Extract
--------

Friday, February 20, 2004
RALEIGH
District Attorney Tom Keith of Forsyth County met with Gov. Mike Easley's attorney yesterday to start preparing Easley to consider a pardon for Darryl Hunt.
But Easley said he is still waiting for a formal request from Hunt's attorneys before he can contemplate a pardon.
"I'm aware of it. I'm just waiting to get the information," Easley said as he left the state Capitol yesterday after hearing a clemency appeal for a death-row inmate who is scheduled to be executed next week for killing a Winston-Salem police officer.
The last time that Easley had a similar application - to pardon Lesly Jean after DNA evidence cleared Jean in the rape of a Jacksonville woman - he issued a pardon four days after he received the request in February 2001.
Hunt was convicted twice of murder in the 1984 stabbing of Deborah Sykes, a newspaper copy editor, in downtown Winston-Salem. But he was cleared by DNA evidence late last year. The DNA tests identified Willard Brown, who confessed to the killing in December and who said he acted alone.
Mark Rabil, Hunt's attorney, said he plans to send a letter requesting a pardon from Easley today.

--------

Information provided
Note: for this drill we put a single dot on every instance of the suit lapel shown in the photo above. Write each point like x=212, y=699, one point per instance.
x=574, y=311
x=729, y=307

--------

Tasks
**1.** Please list every person named in the pardon article.
**2.** Extend the pardon article beyond its final sentence.

Results for the exercise
**1.** Tom Keith, Mike Easley, Darryl Hunt, Lesly Jean, Deborah Sykes, Willard Brown, Mark Rabil

**2.**
After the clemency hearing yesterday, Keith delivered his own motion to vacate the charges against Hunt, as well as Superior Court Judge Anderson Cromer's order dismissing the charges and photos of Hunt and Brown to Easley's attorney, Reuben Young.
"This is a factually complex case, and we're just here to help him start understanding the facts," Keith said.
Hunt's attorneys say that they intend to ask for what is known as a "pardon of innocence." It would entitle Hunt to $360,000 in compensation for his wrongful conviction.
Although the factors that Easley can take into account aren't entirely clear, Ernie Seneca, a spokesman for Easley, said that the review can include follow-up interviews with prosecutors, defense attorneys and victims.
Seneca said that under state law "the governor has broad discretion and latitude in considering the petition."
"You're allowed to look at facts and evidence that were not or could not be considered by the courts," Seneca said.
Keith said yesterday that he doesn't believe Hunt was present when Sykes was raped and killed along West End Boulevard in August 1984, but he's not sure that he can prove it.
"I don't think he was there," he said. "I can't say I know he is innocent. I can't say anyone is innocent.
"The evidence does show that Darryl Hunt didn't rape and didn't murder Deborah Sykes. Anything I go beyond that is just conjecture and gut feeling," he said.
But Richard Rosen, a law professor at the University of North Carolina at Chapel Hill and a member of the state's Commission on Actual Innocence, said that the law is intended to apply to people such as Hunt who have been wrongly convicted.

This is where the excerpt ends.